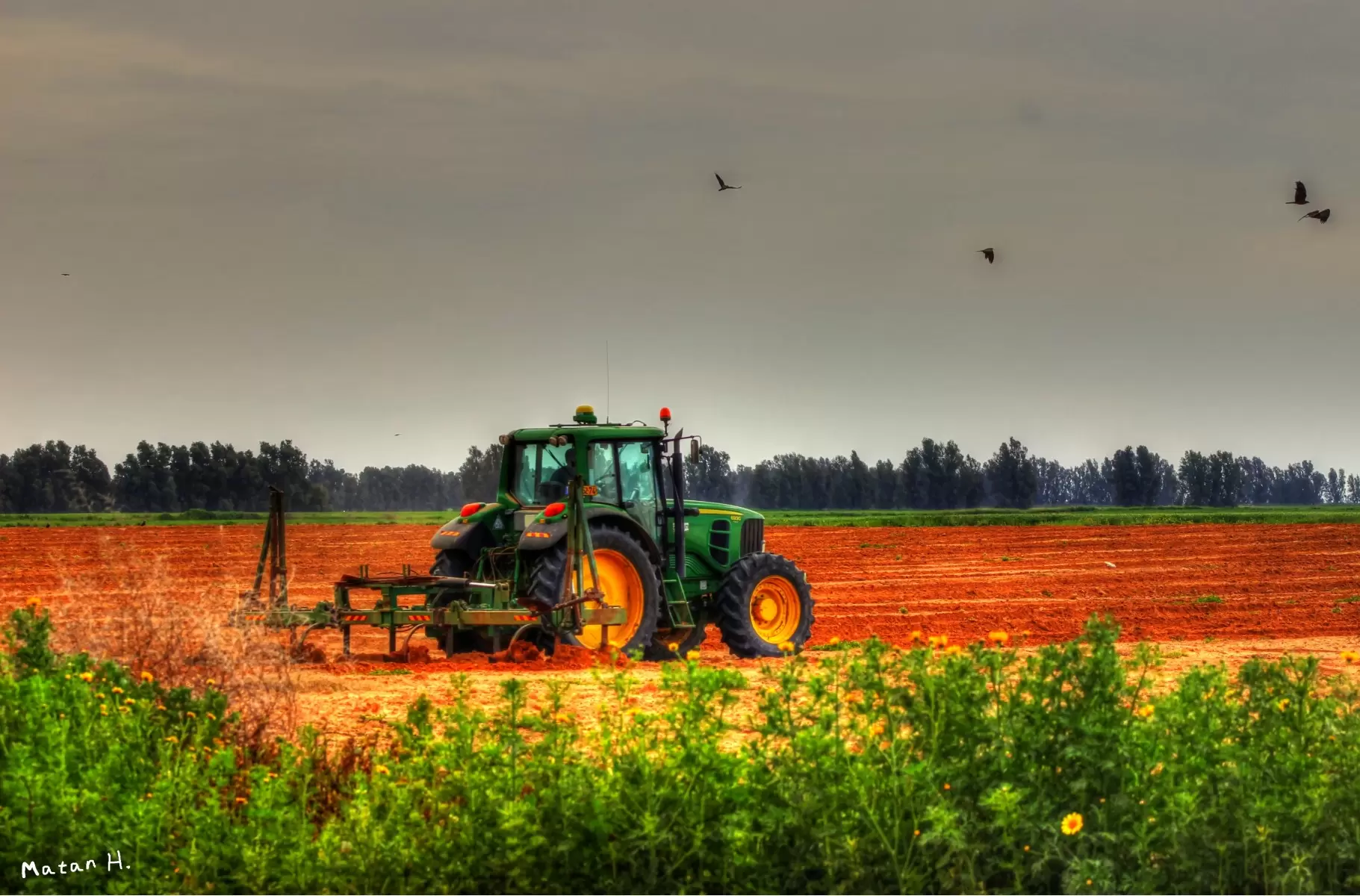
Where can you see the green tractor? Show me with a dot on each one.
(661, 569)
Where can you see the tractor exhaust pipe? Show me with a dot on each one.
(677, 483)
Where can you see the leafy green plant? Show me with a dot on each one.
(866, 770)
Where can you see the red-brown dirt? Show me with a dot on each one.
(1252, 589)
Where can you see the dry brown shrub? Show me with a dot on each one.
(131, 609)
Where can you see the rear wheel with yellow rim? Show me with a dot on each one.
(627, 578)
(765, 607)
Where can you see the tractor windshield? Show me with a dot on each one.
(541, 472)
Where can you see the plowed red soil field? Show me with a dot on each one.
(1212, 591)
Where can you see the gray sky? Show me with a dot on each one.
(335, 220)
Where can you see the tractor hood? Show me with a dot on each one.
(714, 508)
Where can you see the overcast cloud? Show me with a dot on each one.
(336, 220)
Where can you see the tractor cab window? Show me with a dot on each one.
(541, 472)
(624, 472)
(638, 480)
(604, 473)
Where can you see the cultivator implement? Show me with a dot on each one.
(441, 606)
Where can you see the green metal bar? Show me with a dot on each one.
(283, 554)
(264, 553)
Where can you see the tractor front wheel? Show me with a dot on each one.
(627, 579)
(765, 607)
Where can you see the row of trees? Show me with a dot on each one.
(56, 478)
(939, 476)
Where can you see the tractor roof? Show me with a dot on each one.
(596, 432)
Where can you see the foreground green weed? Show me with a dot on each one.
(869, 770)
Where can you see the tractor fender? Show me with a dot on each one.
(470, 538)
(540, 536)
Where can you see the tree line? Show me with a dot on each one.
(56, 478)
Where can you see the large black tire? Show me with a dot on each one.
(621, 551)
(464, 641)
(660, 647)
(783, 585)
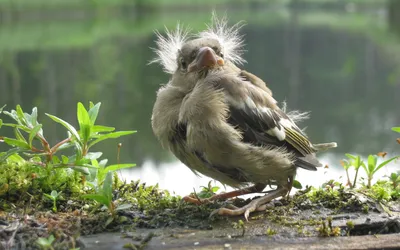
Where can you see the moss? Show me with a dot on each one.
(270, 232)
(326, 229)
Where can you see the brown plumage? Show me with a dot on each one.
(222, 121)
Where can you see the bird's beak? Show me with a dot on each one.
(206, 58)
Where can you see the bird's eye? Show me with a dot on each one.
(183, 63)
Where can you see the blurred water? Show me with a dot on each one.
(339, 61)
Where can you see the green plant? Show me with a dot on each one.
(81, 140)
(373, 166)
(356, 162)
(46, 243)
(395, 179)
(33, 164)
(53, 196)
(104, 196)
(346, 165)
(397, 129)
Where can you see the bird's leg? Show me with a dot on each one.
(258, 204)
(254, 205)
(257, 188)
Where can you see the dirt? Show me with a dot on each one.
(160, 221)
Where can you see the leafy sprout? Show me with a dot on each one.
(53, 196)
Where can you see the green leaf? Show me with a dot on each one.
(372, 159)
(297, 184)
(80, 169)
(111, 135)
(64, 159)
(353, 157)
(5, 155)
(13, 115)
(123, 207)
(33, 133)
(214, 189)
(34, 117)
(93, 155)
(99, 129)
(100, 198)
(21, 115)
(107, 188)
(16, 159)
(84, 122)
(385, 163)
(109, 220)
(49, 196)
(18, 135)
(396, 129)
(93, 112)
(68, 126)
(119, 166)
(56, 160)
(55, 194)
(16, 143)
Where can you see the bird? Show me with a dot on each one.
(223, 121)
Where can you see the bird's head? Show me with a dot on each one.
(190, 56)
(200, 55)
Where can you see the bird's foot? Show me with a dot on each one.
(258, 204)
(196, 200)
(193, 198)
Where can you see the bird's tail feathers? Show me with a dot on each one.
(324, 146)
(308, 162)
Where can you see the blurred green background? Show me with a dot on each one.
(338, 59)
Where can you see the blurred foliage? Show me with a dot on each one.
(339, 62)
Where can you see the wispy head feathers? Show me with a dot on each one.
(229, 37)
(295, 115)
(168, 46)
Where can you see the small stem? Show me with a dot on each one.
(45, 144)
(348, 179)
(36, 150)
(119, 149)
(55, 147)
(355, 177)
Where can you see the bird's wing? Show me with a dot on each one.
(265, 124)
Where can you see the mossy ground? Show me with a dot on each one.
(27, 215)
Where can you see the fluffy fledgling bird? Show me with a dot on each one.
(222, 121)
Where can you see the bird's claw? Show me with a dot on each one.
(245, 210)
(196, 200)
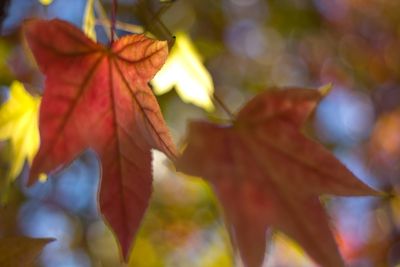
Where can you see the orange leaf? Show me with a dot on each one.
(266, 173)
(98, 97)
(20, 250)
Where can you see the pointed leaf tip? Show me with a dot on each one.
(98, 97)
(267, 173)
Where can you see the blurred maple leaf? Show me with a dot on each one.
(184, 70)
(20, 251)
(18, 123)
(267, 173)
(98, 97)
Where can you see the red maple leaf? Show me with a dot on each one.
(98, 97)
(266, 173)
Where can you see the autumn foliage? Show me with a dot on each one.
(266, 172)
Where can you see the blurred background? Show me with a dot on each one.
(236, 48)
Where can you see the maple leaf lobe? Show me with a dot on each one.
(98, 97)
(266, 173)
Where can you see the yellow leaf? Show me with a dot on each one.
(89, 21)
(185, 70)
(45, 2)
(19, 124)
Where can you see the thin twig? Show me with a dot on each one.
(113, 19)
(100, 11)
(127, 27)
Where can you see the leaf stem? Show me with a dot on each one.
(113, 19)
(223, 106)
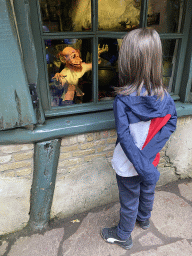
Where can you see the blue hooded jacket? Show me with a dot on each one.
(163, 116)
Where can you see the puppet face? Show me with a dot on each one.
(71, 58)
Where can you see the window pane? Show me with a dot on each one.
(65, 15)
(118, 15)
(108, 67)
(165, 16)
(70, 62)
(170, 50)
****************
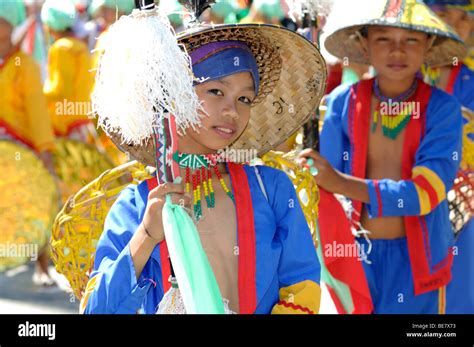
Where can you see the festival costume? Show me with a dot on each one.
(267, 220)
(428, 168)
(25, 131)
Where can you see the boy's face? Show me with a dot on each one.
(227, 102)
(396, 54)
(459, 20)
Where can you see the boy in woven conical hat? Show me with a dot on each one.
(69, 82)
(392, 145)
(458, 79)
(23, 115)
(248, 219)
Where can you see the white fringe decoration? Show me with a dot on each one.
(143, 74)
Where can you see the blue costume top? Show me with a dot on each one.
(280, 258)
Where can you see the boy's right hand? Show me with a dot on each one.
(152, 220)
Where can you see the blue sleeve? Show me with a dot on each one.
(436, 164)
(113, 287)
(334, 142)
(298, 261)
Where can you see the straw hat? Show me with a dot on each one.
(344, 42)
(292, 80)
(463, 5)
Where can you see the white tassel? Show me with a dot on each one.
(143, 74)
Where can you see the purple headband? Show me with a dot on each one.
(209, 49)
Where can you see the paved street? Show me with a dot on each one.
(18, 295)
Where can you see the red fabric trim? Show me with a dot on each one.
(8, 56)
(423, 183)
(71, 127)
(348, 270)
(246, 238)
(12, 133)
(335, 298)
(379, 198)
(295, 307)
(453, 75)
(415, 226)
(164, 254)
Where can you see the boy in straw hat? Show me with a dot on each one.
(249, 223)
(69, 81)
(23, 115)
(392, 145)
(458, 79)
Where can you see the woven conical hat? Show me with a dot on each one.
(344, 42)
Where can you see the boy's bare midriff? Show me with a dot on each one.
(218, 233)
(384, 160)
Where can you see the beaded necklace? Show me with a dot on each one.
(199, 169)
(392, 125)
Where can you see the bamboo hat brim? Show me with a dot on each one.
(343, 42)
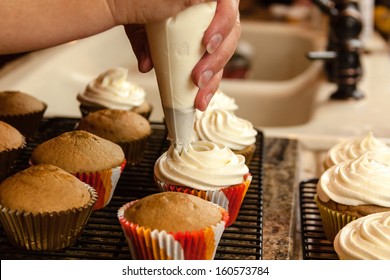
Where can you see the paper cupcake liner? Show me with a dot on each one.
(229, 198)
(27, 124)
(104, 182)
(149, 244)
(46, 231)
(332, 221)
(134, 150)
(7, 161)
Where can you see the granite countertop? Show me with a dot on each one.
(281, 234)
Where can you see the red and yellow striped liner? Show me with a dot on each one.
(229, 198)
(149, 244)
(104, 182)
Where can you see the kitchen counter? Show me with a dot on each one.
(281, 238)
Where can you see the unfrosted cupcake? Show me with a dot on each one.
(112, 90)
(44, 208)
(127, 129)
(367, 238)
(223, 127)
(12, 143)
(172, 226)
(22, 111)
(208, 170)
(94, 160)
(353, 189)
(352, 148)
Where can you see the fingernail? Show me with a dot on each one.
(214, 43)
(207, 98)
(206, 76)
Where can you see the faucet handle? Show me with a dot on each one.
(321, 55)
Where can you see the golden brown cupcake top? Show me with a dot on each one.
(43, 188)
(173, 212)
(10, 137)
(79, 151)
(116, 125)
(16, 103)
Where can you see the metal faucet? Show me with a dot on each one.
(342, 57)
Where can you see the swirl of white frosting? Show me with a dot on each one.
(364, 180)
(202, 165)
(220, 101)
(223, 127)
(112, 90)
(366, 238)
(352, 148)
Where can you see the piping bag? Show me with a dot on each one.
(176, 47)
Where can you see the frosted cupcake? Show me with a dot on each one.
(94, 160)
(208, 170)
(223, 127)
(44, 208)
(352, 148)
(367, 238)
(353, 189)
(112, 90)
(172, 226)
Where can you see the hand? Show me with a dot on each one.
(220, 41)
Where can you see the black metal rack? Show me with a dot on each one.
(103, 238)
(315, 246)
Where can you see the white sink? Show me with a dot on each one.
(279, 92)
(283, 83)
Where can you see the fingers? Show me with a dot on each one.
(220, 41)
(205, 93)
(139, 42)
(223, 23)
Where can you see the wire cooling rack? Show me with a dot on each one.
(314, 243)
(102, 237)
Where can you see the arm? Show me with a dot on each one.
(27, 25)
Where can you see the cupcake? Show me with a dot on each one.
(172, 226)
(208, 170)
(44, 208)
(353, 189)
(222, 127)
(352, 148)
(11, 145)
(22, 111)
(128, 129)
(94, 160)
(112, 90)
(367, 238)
****************
** GIVEN REQUEST **
Please extract each line of the data above that contains the word "white".

** RESULT OF THIS EXERCISE **
Where can you see the white fringe decoration? Show me with a dot on each one.
Where can you see the white tassel? Show me with a dot on each one.
Where can you see the swirl of white frosting? Show me with a dot on each one.
Where can you see the white sink? Show me with a dot on each one.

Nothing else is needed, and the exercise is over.